§ **What you need to do**
Please copy out the lines starting with the one that contains "the marigold garland?" and continuing through the one that contains "[[[0,78],[8,78],[9,75],[9,67],[5,63],[0,64]]]", including both, exactly as they stand.

Outline records:
━━━━━━

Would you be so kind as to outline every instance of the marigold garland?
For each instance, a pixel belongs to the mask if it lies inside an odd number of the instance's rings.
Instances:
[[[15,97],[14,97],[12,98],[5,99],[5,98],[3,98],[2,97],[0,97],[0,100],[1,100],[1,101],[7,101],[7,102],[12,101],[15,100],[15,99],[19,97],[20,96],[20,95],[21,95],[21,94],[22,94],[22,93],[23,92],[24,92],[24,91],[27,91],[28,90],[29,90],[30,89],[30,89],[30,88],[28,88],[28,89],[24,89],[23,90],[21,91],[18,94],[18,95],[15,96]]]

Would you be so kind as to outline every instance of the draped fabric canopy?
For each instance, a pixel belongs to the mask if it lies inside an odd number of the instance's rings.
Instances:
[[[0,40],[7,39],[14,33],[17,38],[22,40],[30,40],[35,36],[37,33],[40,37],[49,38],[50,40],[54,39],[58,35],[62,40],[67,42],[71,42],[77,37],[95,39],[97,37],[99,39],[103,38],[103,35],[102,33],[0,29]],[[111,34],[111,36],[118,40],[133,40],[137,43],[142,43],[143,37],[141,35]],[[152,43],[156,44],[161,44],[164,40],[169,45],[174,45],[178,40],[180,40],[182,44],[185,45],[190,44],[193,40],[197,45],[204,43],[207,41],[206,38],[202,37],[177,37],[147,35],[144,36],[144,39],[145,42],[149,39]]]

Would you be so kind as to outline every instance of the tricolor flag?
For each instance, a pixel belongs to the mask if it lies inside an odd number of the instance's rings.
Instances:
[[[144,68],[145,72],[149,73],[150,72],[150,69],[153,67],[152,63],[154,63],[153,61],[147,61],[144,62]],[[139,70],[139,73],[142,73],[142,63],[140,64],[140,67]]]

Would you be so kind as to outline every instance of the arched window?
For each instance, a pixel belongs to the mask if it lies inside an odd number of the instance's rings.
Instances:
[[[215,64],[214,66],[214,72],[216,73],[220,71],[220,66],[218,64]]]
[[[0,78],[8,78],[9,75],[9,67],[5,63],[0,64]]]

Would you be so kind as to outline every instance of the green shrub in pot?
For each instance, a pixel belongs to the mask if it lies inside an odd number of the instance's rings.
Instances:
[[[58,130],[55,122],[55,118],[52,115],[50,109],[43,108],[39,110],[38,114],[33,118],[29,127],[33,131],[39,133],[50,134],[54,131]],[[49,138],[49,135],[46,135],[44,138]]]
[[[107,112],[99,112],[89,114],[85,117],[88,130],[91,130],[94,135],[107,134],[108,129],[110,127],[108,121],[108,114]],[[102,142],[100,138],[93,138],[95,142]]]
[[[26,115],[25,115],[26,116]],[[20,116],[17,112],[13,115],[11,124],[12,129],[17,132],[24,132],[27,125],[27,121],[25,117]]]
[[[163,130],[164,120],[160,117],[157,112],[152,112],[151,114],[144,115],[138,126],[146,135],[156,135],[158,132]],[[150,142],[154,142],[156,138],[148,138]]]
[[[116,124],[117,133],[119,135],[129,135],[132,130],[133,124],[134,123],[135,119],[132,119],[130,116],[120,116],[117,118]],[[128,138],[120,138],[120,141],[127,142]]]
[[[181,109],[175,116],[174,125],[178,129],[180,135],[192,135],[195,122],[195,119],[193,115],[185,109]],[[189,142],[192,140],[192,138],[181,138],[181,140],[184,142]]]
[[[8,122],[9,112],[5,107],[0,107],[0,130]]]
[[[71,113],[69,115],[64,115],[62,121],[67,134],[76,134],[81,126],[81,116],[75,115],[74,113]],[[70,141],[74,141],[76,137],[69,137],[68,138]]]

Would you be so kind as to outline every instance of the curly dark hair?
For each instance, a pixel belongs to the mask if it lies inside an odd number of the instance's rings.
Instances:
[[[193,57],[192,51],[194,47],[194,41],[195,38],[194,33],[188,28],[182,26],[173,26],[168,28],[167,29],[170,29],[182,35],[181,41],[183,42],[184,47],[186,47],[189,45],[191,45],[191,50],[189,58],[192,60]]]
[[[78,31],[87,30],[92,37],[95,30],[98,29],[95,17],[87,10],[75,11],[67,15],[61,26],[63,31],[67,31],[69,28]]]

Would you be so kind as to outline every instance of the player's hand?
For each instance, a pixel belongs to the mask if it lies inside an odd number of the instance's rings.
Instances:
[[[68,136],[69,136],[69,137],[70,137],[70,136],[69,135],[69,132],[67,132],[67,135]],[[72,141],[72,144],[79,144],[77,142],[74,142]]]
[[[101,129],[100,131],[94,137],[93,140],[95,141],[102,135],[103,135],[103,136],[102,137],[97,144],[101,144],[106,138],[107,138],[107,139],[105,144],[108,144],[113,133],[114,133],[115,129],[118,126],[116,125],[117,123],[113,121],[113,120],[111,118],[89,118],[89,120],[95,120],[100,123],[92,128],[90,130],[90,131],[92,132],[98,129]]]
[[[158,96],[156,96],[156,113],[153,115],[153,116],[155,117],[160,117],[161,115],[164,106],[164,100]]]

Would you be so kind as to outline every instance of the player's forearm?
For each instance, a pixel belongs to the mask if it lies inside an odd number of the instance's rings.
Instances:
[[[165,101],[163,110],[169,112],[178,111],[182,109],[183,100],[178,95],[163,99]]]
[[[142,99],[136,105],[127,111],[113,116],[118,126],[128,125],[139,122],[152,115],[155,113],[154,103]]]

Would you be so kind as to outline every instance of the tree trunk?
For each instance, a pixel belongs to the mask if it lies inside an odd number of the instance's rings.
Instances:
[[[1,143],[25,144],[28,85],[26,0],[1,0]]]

━━━━━━

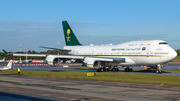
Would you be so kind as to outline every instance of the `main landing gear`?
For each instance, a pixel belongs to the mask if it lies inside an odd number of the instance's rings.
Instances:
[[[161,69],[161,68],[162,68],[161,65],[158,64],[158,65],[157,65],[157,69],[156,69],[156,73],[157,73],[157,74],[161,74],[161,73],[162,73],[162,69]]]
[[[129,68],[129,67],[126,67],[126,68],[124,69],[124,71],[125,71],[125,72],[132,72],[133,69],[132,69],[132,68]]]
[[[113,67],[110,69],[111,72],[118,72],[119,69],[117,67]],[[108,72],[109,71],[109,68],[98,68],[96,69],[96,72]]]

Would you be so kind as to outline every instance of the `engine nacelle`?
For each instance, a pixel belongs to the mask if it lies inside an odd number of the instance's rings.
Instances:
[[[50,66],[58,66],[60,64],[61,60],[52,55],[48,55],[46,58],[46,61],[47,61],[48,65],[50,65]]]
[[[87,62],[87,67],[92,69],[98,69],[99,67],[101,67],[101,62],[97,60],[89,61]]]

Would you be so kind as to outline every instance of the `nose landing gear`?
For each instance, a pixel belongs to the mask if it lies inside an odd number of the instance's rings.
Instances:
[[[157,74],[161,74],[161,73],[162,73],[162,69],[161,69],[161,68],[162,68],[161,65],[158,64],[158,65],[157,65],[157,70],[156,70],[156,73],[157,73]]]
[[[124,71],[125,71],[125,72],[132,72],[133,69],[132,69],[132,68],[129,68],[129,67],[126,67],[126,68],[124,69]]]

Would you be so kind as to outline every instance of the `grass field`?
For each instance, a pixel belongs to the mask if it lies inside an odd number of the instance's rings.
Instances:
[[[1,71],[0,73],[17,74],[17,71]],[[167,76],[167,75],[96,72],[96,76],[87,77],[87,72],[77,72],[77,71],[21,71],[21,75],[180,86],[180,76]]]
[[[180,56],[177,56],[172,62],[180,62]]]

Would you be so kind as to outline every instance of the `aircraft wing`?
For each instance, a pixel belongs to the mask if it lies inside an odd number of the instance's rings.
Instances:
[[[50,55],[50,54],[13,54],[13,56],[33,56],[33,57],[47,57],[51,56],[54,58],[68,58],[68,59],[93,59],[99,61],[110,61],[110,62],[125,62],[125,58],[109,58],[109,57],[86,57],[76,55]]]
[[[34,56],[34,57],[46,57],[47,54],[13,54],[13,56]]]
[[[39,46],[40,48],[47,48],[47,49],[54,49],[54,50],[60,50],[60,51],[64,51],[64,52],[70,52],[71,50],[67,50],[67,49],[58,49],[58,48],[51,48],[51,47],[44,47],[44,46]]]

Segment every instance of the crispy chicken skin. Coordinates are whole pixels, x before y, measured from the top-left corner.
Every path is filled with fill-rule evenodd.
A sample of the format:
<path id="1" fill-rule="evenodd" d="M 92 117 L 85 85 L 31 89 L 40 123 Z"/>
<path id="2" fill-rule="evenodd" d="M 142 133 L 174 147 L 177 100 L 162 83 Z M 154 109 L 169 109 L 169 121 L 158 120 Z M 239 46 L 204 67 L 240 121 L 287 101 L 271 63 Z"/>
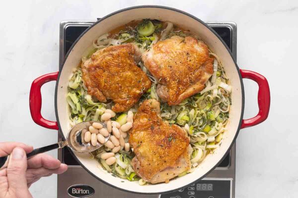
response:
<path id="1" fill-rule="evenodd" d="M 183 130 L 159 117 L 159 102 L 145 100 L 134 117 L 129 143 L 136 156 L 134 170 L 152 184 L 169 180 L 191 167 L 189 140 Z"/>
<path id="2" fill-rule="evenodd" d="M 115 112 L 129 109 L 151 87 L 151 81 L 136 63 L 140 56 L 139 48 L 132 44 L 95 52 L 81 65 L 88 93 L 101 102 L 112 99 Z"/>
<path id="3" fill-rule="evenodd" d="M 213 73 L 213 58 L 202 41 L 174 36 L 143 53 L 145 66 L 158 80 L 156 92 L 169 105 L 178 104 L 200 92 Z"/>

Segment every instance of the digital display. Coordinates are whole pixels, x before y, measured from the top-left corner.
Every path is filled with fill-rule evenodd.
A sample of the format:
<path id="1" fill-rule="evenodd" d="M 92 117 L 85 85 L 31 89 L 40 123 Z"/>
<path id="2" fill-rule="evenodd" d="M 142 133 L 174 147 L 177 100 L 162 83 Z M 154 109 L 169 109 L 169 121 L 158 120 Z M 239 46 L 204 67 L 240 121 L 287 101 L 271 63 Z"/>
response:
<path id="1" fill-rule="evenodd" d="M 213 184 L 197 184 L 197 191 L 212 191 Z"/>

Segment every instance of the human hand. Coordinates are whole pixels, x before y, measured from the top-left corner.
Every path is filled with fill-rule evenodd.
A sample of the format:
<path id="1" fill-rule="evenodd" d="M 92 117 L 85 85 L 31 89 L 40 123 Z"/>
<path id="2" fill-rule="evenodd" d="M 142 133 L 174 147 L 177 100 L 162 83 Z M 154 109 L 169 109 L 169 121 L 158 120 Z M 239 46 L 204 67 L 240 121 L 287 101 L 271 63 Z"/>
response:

━━━━━━

§ **Task solution**
Would you be so kind as to outline every instance of the marigold garland?
For each instance, a pixel belongs to the mask if it lies inside an odd number of the instance's rings.
Instances:
[[[15,97],[14,97],[12,98],[5,99],[5,98],[3,98],[2,97],[0,97],[0,100],[1,100],[1,101],[7,101],[7,102],[12,101],[15,100],[15,99],[19,97],[20,96],[20,95],[21,95],[21,94],[22,94],[22,93],[23,92],[24,92],[24,91],[27,91],[28,90],[29,90],[30,89],[30,89],[30,88],[28,88],[28,89],[24,89],[23,90],[21,91],[18,94],[18,95],[15,96]]]

Would you be so kind as to outline every instance of the draped fabric canopy?
For each instance, a pixel belongs to the mask if it lies inside an odd number of the instance's rings.
Instances:
[[[0,40],[7,39],[14,33],[17,38],[22,40],[30,40],[35,36],[37,33],[40,37],[49,38],[50,40],[54,39],[58,35],[62,40],[67,42],[71,42],[77,37],[95,39],[97,37],[99,39],[103,38],[103,35],[102,33],[0,29]],[[111,34],[111,36],[118,40],[133,40],[137,43],[142,43],[143,37],[141,35]],[[152,43],[156,44],[161,44],[164,40],[169,45],[174,45],[178,40],[180,40],[182,44],[185,45],[190,44],[193,40],[197,45],[204,43],[207,41],[206,38],[202,37],[177,37],[147,35],[144,36],[144,39],[145,42],[149,39]]]

Would you be so kind as to outline every instance of the tricolor flag?
For each instance, a pixel belongs to the mask if it lies inside an odd number of the instance's rings.
Instances:
[[[144,68],[145,72],[149,73],[150,72],[150,69],[153,67],[152,63],[154,63],[153,61],[147,61],[144,62]],[[139,70],[139,73],[142,73],[142,63],[140,64],[140,67]]]

Would you be so kind as to outline every instance of the arched window?
For each instance, a pixel belongs to the mask if it lies inside an odd number of the instance's rings.
Instances:
[[[215,64],[214,66],[214,72],[216,73],[220,71],[220,66],[218,64]]]
[[[0,78],[8,78],[9,75],[9,67],[5,63],[0,64]]]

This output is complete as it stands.